▶ _SHORT TASK 1_:
Collect every line in the listing below that contains the word "wheel".

▶ _TEXT EXTRACT_:
— begin —

While the fish and I were at the store, he started floating on his side in his little container. I was so scared, I thought he was dying. I rushed home with everything, put the BettaSpa in his water and setup the filter. After a little while, he seemed to go from floating on his side 90% of the time, to floating on his side maybe 80%. I began to hope that _maybe_ he wasn't going to die.

Over the length of three days, he started to get better. On the third day, he was swimming around, almost like normal. Occasionally would float back on his side, but at least I knew he wasn't going to die.


----------



## mmkubo (Jan 26, 2016)

Now, in 2016, he is happy as a clam. A few weeks ago we tried to add a frog. Slick seemed ok with it - very curious - but the frog didn't like this strange fish getting to close. That was the end of that. Fortunately neither fish nor frog were damaged in any way. Frog bit fish, but fish didn't have any visible injury. We returned frog, and found out later that a larger tank is necessary to try something like that.

On the same day that we got the frog, we also got a floating plant (on the house because it was small). Since then, the sides of the tank get dirty faster, and we have been thinking of maybe getting a snail. Since it wasn't fish who initiated attack with the frog incident, we hoped that a snail would be better. As long as fish didn't attack snail, everything should be fine.

— end —

▶ _SHORT TASK 2_:
Summarize the post about the fish in two sentences.

▶ _STORED DATA_:
— begin —

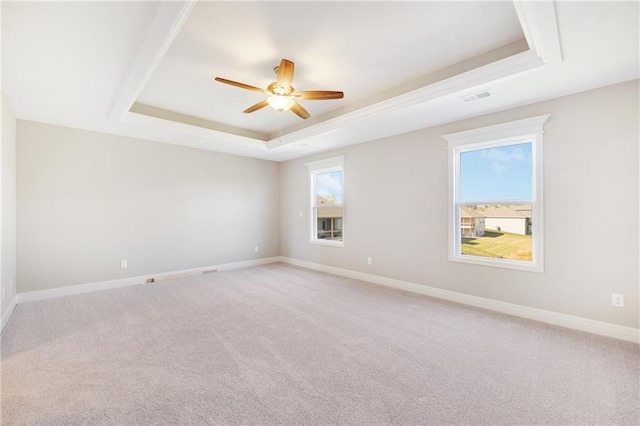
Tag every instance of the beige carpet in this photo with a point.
(277, 344)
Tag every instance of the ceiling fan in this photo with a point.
(282, 94)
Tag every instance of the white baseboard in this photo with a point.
(7, 314)
(569, 321)
(32, 296)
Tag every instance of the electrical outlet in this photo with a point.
(617, 300)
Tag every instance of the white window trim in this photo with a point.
(529, 129)
(322, 166)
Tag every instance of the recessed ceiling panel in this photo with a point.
(360, 48)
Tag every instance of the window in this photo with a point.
(495, 195)
(327, 201)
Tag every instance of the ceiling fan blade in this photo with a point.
(299, 111)
(256, 107)
(241, 85)
(285, 73)
(318, 95)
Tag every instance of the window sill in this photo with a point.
(498, 263)
(329, 243)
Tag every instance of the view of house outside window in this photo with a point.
(496, 195)
(327, 202)
(329, 205)
(495, 202)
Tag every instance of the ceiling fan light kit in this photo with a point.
(282, 94)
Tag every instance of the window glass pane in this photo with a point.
(502, 173)
(498, 231)
(329, 188)
(329, 223)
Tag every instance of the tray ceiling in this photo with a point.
(146, 69)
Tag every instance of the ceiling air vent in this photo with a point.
(479, 95)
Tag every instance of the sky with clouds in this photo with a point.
(329, 185)
(502, 173)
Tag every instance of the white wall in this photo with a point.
(87, 200)
(590, 178)
(8, 207)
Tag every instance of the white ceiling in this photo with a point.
(146, 69)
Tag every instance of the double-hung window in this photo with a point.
(495, 195)
(327, 201)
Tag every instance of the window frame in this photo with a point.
(505, 134)
(315, 168)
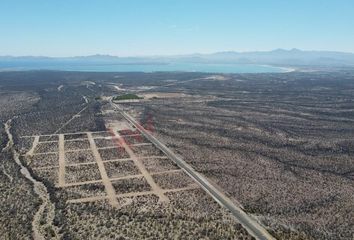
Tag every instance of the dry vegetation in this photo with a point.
(280, 145)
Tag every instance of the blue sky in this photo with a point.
(164, 27)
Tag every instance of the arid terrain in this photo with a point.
(280, 146)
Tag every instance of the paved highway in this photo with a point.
(252, 226)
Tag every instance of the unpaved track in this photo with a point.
(252, 226)
(156, 188)
(46, 210)
(105, 180)
(61, 161)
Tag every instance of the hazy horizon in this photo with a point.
(158, 28)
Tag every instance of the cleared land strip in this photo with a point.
(61, 161)
(78, 133)
(119, 178)
(156, 188)
(132, 194)
(106, 182)
(252, 226)
(100, 180)
(34, 145)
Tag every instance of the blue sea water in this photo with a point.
(154, 67)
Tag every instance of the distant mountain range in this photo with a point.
(280, 57)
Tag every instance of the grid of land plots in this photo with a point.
(106, 165)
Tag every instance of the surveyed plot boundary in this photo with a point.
(119, 142)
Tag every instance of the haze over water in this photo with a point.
(99, 67)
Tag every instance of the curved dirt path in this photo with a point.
(46, 210)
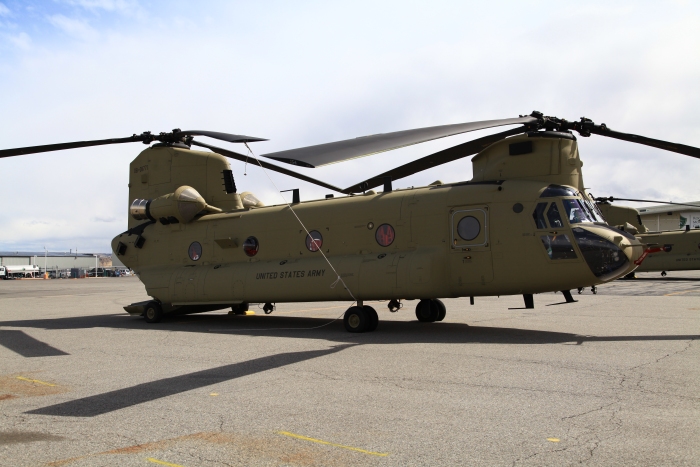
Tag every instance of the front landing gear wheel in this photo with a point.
(153, 313)
(373, 318)
(442, 309)
(356, 319)
(427, 311)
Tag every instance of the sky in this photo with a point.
(309, 72)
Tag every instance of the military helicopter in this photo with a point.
(522, 225)
(670, 250)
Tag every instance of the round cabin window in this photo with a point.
(314, 241)
(251, 246)
(385, 235)
(195, 251)
(468, 228)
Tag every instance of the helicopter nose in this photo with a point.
(610, 253)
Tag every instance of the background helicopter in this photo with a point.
(522, 225)
(672, 250)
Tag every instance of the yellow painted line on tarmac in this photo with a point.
(679, 293)
(156, 461)
(35, 381)
(314, 440)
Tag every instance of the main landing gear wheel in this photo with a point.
(153, 313)
(361, 319)
(428, 311)
(239, 309)
(373, 318)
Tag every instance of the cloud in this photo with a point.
(303, 75)
(124, 7)
(75, 28)
(21, 40)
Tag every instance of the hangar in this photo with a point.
(671, 217)
(52, 261)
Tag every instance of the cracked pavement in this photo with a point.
(610, 380)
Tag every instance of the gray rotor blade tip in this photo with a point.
(329, 153)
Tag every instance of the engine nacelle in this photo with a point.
(182, 206)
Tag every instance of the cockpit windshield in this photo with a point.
(575, 211)
(594, 211)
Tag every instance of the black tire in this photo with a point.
(427, 311)
(356, 319)
(442, 309)
(153, 312)
(373, 318)
(239, 309)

— end —

▶ _PROBLEM SOLUTION 1_:
Tag every instance of the front landing gear wheel in this photo with a point.
Tag every instance of the main landing gear wheel in this photo with a point.

▶ _PROBLEM SOLUTION 2_:
A fish started floating on its side while at the store, but after the BettaSpa and a filter were added it gradually improved over three days until it was swimming almost normally. By 2016 the fish was doing well: a frog that was added was returned after it bit the fish, and because a floating plant has made the tank sides get dirty faster, a snail is being considered.